Notre pays le Sénégal, a connu depuis l’indépendance une trajectoire apaisée, malgré quelques soubresauts tels que les querelles politiques majeures dont les effets pouvaient être catastrophiques mais rapidement circonscrits par notre capacité de dépassement et nos régulateurs sociaux, dont l’autorité morale a souvent garanti notre obéissance à leurs sages recommandations. Souvenons-nous de la mort de six policiers sur le boulevard du Centenaire suite à une manifestation de l’opposition. Feu Djibo Ka, le ministre de l’Intérieur d’alors, avait dit : «Vous imaginez ce qui se serait passé si nous avions donné l’ordre de tirer.» Parmi ces soubresauts majeurs, il faut aussi mentionner les différentes vicissitudes de la rébellion casamançaise.
Rappelons-nous aussi du climat lourd d’inquiétudes, de douleur teintée de désespoir, qui a suivi le deuil de plus de 2 000 morts avec le naufrage du bateau Le Joola. Rappelons combien désemparé a été notre Peuple au lendemain de l’assassinat de Maitre Babacar Sèye.
J’ai été ministre du Président Abdoulaye Wade et je suis resté à ses côtés jusqu’au bout. Bien plus tard, d’un commun accord avec des Sénégalais engagés dans le combat citoyen du développement de notre pays, j’ai formé un parti politique : L’Alliance pour la paix et le développement (Apd). Nous sommes ensuite venus rejoindre Benno bokk yaakaar sans monnayer notre soutien. Aujourd’hui, nous ne comptons aucun président de Conseil d’administration, aucun ministre-conseiller, aucun conseiller économique social et environnemental, aucun membre du Haut conseil des collectivités territoriales. Nous ne recevons pas de cachets de fin du mois. Loin de moi l’idée de vouloir critiquer ceux qui en ont. Il est temps d’arrêter l’hypocrisie qui ne trompe personne et qui ne sert personne.
M. le président de la République dispose de beaucoup de prérogatives et de privilèges, parmi lesquels une caisse d’avance, de laquelle il peut très bien appuyer un parti politique allié. Ceci n’est ni illégal ni politiquement illogique. Arrêtons certaines contradictions qui semblent découler d’incohérences entre notre morale et nos lois. Si le fait que M. le Président appuie financièrement un parti choque notre morale comportementale et citoyenne, non seulement nous devons le rendre impossible en légiférant des limites d’actions à cette caisse d’avance, mais nous devons régler définitivement la question du financement des partis.

▶ Données recueillies:
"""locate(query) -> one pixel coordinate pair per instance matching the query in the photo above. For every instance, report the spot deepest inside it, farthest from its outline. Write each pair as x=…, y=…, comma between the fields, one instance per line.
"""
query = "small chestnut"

▶ Exercices à réaliser:
a. Recopiez fidèlement le passage du texte sur le Sénégal qui va de « M. le président de » jusqu'à « financement des partis. ».
b. Poursuivez le texte sur le Sénégal à partir de l'endroit où il s'arrête.
Ces données proviennent d'une autre source que le texte.

▶ Réponses attendues:
a.
M. le président de la République dispose de beaucoup de prérogatives et de privilèges, parmi lesquels une caisse d’avance, de laquelle il peut très bien appuyer un parti politique allié. Ceci n’est ni illégal ni politiquement illogique. Arrêtons certaines contradictions qui semblent découler d’incohérences entre notre morale et nos lois. Si le fait que M. le Président appuie financièrement un parti choque notre morale comportementale et citoyenne, non seulement nous devons le rendre impossible en légiférant des limites d’actions à cette caisse d’avance, mais nous devons régler définitivement la question du financement des partis.

b.
Malgré la situation signalée plus haut, nous sommes dans Benno bokk yaakaar et nous soutenons le président de la République Macky Sall. Dans Benno bokk Yaakaar, beaucoup se demandent si vraiment nous soutenons le Président ou si nous le soutenons à moitié. Qu’ils se tranquillisent. Nous le soutenons, mais autant nous le soutenons sans exiger un quelconque retour d’ascenseur, autant nous nous sentons libres de contribuer à notre façon au débat politique.
Il est normal que le Président Maky Sall partage d’abord son pouvoir avec ceux à qui il avait dit : «Gagnons ensemble et gouvernons ensemble.» Puisqu’à l’époque de cette promesse, j’étais avec Maitre Abdoulaye Wade, il est normal que mon parti aie moins de responsabilités que les autres éléments de Benno bokk yaakaar, qui étaient en campagne pour l’élection de Macky Sall. C’est cette même situation qui me donne le devoir de défendre le bilan de Maitre Wade dès qu’on l’attaque de façon politicienne, parce que j’en suis tributaire. Et cela étonne certains.
Ces groupes qui s’étonnent que l’on puisse faire preuve d’un minimum d’objectivité, qui ne se sentent à l’aise que dans les clivages profonds, qui pensent que dès qu’un membre de Benno bokk yaakaar dit du bien de Maitre Wade, son soutien au Président Macky Sall n’est plus fiable et ces autres groupes qui pensent que toute appréciation positive de l’action gouvernementale signifie tourner le dos à Maitre Wade, ces groupes-là ne soutiennent ni le Président Macky Sall, ni Maitre Abdoulaye Wade, ni le Sénégal et ne gèrent que des intérêts très particuliers. Leur pire cauchemar, c’est l’apaisement des tensions et les retrouvailles entre celui qui de toutes façons ne cessera jamais d’être le père et celui qui ne cessera jamais d’être son fils. Ce serait pour eux une véritable catastrophe.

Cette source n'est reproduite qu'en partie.